* [What is needed] Rewrite the listing below, swapping each instance of "endpoint" for "service" and leaving everything else unchanged.

— start Recorded data —

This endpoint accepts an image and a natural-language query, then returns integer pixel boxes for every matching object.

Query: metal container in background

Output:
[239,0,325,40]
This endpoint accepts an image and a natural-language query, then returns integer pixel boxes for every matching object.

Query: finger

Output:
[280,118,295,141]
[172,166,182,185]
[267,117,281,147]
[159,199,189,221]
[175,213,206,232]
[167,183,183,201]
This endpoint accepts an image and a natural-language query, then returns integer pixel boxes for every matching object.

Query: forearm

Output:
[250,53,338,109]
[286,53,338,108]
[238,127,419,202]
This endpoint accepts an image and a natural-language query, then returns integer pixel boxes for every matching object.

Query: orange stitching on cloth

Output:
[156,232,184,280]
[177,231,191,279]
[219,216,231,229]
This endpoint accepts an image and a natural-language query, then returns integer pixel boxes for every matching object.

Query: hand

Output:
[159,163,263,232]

— end Recorded data —

* [Response]
This service accepts an image and a natural-language query, then returns integer pixel boxes for every matching object.

Query: metal container in background

Output:
[239,0,325,40]
This service accepts an image and a natural-language query, then returns integer pixel boxes for every matching object.

Query: finger

Output:
[280,118,295,141]
[172,166,182,185]
[267,117,281,147]
[159,199,189,221]
[175,213,206,232]
[167,183,183,201]
This service accepts an image and a natural-language query, then returns integer pixel boxes for every matching object.

Query: forearm

Output:
[250,53,338,109]
[286,53,338,108]
[238,127,419,202]
This service accepts an image and a natural-language query, then returns integer pixel boxes for every matching object.

Query: orange stitching on cloth

Output:
[156,232,184,280]
[177,231,191,279]
[219,216,231,229]
This service accepts an image and a natural-language query, then returns integer pixel boxes for every matching object.

Query: hand

Output:
[159,163,263,232]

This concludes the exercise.